(Quoted passage begins)

AARP Hearing Center
A new government report highlights the distressing impact the pandemic has had on older adults with dementia. Data collected from more than 28 million Medicare beneficiaries enrolled in parts A and B (also known as fee-for-service [FFS] beneficiaries) shows that those with dementia are more likely to contract COVID-19 and die from the disease than the general Medicare population.
Between Feb. 28 and Sept. 27 of last year, 166,485 beneficiaries with dementia (8.8 percent) were diagnosed with COVID-19, compared with 2.4 percent of all Medicare FFS beneficiaries, the report found. And 53,490 beneficiaries with dementia died from COVID-19 during the study period — a 32.1 percent mortality rate — accounting for nearly 45 percent of all deaths among the Medicare FFS population.
Among 14 common health conditions — including chronic kidney disease, cardiac disorder and obesity — people with dementia had the highest rates for COVID-19 diagnosis and death.
COVID-19 Mortality Rates by Underlying Condition
Data based on Medicare fee-for-service beneficiaries
- Dementia, 32.1 percent
- Chronic kidney disease, 28.9 percent
- End-stage renal disease, 27.3 percent
- Immune deficiency, 26.1 percent
- Severe neurological condition, 24.7 percent
- Cancer, 24.3 percent
- Cardiac disorder, 24.2 percent
- Other respiratory disease, 24.2 percent
- Chronic obstructive pulmonary disease (COPD), 21.4 percent
- Diabetes, 20.7 percent
- Hypertension, 15.8 percent
- Obesity, 15.7 percent
- Breast/prostate cancer, 15.4 percent
- HIV/AIDS, 14.9 percent
Source: U.S. Department of Health and Human Services (HHS) report
What's more, it didn't seem to matter where the beneficiaries with dementia lived. Despite the devastatingly high number of COVID-19 deaths seen in nursing homes and long-term care facilities across the country, COVID-19 death rates were “essentially the same” among those with dementia living in the community (31.4 percent) and those living in nursing homes (32.5 percent).
After controlling for factors including living arrangements, age and chronic conditions, researchers found the likelihood of being diagnosed with COVID-19 was 1.5 times greater for adults with dementia; the risk of dying was 1.6 times higher.
"It is important for the public — including people living with dementia, family caregivers, and providers — to understand the heightened risk of mortality among this population,” the report's authors write. They add that the lessons learned from the coronavirus pandemic can help inform actions in future pandemics, “as well as approaches to seasonal influenzas.”

(Quoted passage ends)
(Dataset content begins)

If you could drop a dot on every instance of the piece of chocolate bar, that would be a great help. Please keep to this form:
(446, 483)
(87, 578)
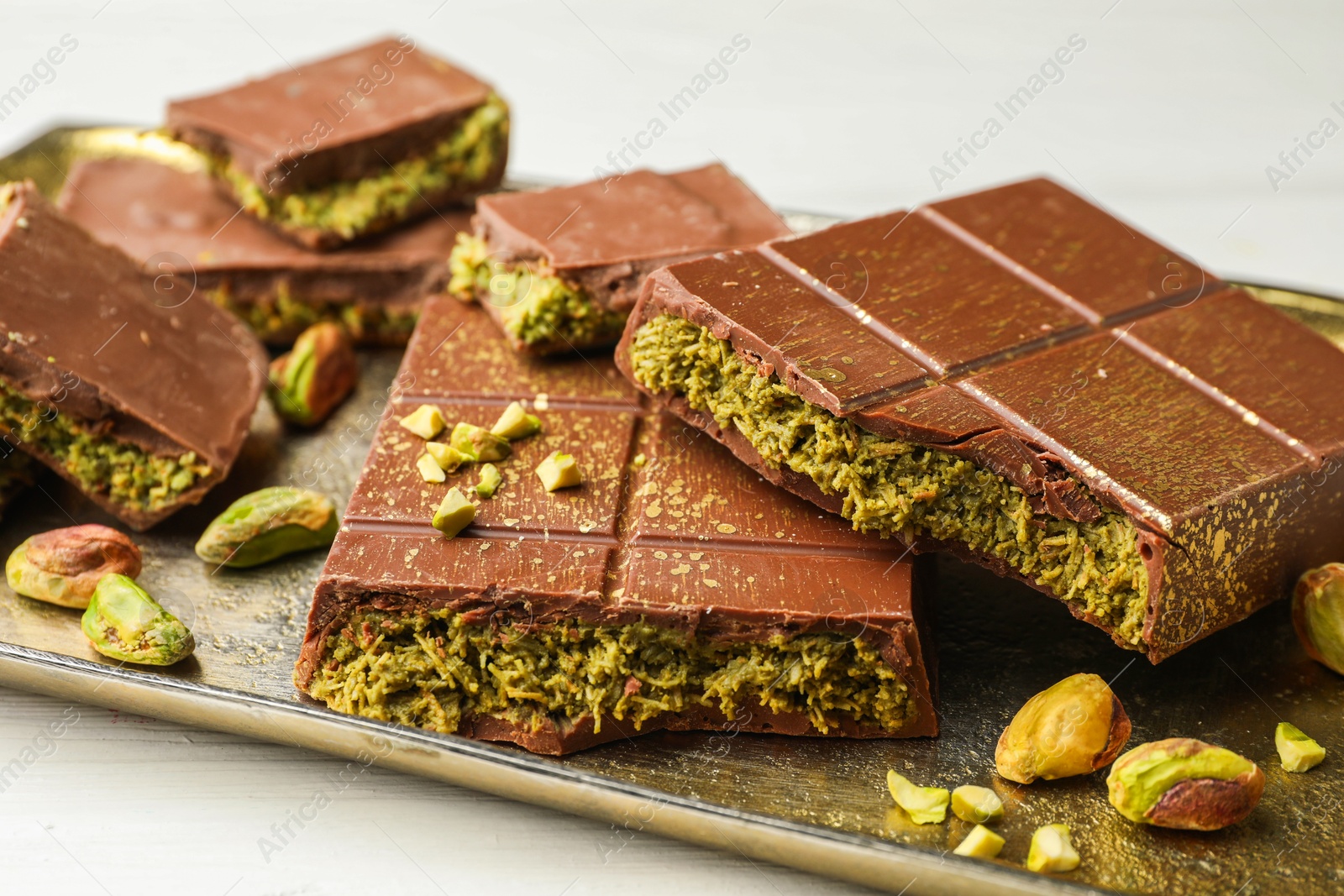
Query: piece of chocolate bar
(174, 222)
(349, 145)
(671, 589)
(1021, 379)
(141, 406)
(559, 269)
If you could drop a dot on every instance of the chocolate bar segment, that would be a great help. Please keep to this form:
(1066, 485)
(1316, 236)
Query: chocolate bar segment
(349, 145)
(672, 590)
(1021, 379)
(559, 269)
(175, 222)
(141, 406)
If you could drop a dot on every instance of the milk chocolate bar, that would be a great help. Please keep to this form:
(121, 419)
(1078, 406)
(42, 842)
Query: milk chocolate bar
(559, 269)
(175, 223)
(1021, 379)
(349, 145)
(141, 406)
(674, 589)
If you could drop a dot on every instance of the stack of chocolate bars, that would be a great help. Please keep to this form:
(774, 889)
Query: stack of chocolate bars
(1015, 378)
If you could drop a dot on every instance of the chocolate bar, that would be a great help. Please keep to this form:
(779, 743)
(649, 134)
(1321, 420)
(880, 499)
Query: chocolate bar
(174, 222)
(559, 269)
(672, 590)
(1021, 379)
(349, 145)
(141, 406)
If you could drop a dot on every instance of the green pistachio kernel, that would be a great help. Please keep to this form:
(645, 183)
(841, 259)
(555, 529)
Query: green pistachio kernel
(924, 805)
(515, 423)
(125, 624)
(454, 513)
(479, 443)
(268, 524)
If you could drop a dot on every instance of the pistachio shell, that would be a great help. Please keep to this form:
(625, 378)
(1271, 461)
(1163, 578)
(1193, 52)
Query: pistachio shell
(268, 524)
(125, 624)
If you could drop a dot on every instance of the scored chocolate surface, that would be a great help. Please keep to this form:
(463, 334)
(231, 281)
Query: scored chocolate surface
(85, 338)
(665, 527)
(1039, 336)
(175, 222)
(380, 103)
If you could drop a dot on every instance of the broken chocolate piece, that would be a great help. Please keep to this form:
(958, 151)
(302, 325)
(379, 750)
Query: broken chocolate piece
(672, 589)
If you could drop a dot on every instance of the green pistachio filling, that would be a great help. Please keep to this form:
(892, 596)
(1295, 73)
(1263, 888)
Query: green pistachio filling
(280, 317)
(461, 160)
(430, 671)
(897, 488)
(118, 470)
(537, 309)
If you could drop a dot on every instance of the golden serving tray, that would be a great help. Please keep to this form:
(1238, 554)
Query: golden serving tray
(816, 805)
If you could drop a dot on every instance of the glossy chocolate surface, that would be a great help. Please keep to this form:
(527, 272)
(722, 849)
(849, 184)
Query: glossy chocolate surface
(336, 118)
(1041, 336)
(85, 335)
(665, 526)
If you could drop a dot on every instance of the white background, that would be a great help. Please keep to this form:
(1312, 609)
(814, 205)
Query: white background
(1168, 116)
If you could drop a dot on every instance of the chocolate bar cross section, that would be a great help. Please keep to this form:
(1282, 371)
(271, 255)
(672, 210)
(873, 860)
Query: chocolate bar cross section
(674, 589)
(1019, 378)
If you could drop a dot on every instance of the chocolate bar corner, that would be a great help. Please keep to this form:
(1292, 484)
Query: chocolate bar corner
(1018, 378)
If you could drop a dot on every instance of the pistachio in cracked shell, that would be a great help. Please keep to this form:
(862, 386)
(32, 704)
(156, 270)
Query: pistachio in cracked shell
(1072, 728)
(1184, 783)
(1319, 614)
(315, 376)
(64, 566)
(268, 524)
(123, 622)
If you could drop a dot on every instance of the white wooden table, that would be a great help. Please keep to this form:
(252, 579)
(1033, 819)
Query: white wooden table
(1169, 114)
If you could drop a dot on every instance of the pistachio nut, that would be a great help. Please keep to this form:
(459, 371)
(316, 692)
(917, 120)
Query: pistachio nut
(1053, 851)
(125, 624)
(976, 804)
(454, 513)
(425, 422)
(517, 423)
(559, 470)
(980, 842)
(448, 457)
(1296, 750)
(315, 376)
(64, 566)
(1319, 614)
(1072, 728)
(479, 443)
(490, 483)
(268, 524)
(924, 805)
(1186, 783)
(430, 470)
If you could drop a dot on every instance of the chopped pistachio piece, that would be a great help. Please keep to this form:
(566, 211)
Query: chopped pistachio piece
(425, 422)
(125, 624)
(515, 423)
(1296, 750)
(1052, 851)
(559, 472)
(479, 443)
(429, 469)
(448, 457)
(454, 513)
(980, 842)
(491, 481)
(924, 805)
(976, 804)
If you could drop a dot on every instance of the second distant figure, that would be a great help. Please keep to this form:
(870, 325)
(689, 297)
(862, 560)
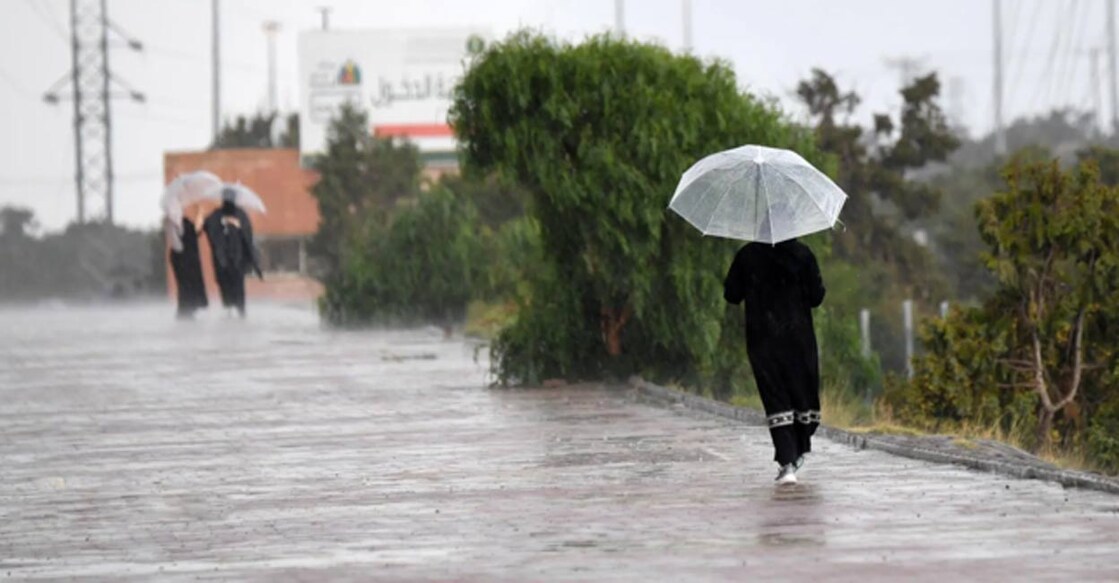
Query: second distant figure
(234, 253)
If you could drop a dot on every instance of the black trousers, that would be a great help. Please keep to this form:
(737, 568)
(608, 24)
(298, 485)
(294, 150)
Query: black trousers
(232, 283)
(789, 384)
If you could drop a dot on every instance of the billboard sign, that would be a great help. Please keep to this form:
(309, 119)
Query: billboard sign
(403, 80)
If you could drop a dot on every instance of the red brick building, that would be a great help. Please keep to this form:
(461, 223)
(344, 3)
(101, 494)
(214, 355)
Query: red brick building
(281, 234)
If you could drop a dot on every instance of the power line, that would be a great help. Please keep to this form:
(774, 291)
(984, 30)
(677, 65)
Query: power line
(1025, 49)
(1044, 84)
(16, 86)
(1078, 57)
(1063, 77)
(47, 19)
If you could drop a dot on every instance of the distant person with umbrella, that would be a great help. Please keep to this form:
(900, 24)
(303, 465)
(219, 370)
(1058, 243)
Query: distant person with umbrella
(234, 253)
(181, 236)
(770, 197)
(186, 265)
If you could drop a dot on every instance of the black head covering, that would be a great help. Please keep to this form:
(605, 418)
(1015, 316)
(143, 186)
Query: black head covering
(228, 201)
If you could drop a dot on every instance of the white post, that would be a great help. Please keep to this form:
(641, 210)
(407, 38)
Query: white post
(999, 132)
(908, 318)
(864, 328)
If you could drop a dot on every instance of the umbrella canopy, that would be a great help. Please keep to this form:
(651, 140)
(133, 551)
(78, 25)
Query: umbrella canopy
(187, 189)
(244, 197)
(194, 187)
(758, 194)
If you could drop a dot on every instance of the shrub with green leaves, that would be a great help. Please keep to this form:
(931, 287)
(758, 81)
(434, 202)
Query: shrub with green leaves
(598, 134)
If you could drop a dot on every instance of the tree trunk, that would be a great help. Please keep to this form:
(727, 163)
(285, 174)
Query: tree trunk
(1044, 429)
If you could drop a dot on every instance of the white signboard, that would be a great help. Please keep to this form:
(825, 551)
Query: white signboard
(402, 78)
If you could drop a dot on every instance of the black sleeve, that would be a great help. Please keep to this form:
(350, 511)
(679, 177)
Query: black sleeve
(254, 256)
(811, 282)
(734, 285)
(213, 228)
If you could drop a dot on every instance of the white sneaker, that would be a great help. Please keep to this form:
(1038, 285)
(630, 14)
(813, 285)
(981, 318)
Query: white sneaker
(787, 475)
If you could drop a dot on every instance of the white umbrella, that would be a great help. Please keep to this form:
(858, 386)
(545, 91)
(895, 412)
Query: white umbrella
(758, 194)
(187, 189)
(245, 198)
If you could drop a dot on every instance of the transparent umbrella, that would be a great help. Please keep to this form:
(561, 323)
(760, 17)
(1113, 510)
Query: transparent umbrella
(754, 193)
(187, 189)
(244, 197)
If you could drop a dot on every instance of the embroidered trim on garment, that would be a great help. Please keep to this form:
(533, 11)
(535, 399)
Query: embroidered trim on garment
(779, 420)
(807, 417)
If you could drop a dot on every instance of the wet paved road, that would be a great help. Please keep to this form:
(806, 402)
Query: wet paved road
(133, 447)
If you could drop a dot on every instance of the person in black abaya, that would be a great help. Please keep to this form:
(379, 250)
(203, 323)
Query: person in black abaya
(231, 236)
(186, 265)
(780, 284)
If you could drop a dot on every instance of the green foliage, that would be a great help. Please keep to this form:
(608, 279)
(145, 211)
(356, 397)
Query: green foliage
(598, 134)
(423, 266)
(361, 179)
(1047, 336)
(90, 261)
(1103, 436)
(256, 132)
(884, 203)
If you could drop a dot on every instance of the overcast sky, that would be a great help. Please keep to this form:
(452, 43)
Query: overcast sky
(772, 45)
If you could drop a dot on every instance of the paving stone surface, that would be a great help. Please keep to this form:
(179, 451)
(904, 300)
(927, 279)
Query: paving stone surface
(133, 447)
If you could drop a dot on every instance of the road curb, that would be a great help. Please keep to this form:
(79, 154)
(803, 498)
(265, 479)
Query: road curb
(1066, 478)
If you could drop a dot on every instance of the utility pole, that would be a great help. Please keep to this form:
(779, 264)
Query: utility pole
(999, 131)
(687, 25)
(1111, 64)
(216, 66)
(271, 27)
(1097, 101)
(91, 81)
(325, 12)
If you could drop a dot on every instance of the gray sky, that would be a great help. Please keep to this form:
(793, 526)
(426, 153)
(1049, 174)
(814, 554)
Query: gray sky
(772, 45)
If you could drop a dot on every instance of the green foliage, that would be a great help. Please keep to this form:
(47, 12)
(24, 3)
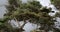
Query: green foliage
(31, 10)
(56, 3)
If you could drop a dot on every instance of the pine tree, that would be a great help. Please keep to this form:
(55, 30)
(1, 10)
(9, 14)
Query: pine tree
(32, 11)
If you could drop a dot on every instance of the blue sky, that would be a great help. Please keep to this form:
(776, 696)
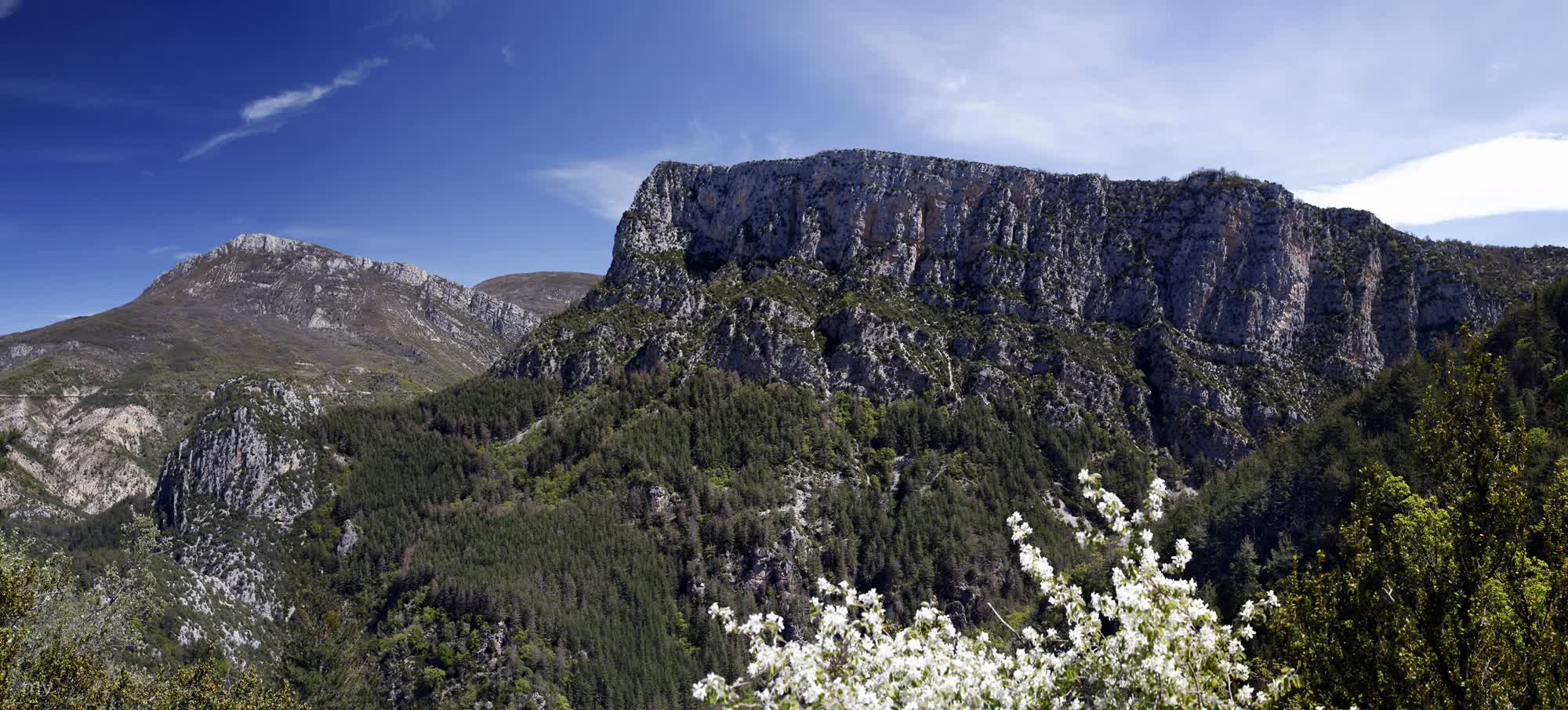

(Dataset content ends)

### Problem statement
In the text on dementia and COVID-19, write out the part that begins with the words containing "After controlling for" and ends with "1.6 times higher.", word for word. The data has nothing to do with this.

### Exercise answer
After controlling for factors including living arrangements, age and chronic conditions, researchers found the likelihood of being diagnosed with COVID-19 was 1.5 times greater for adults with dementia; the risk of dying was 1.6 times higher.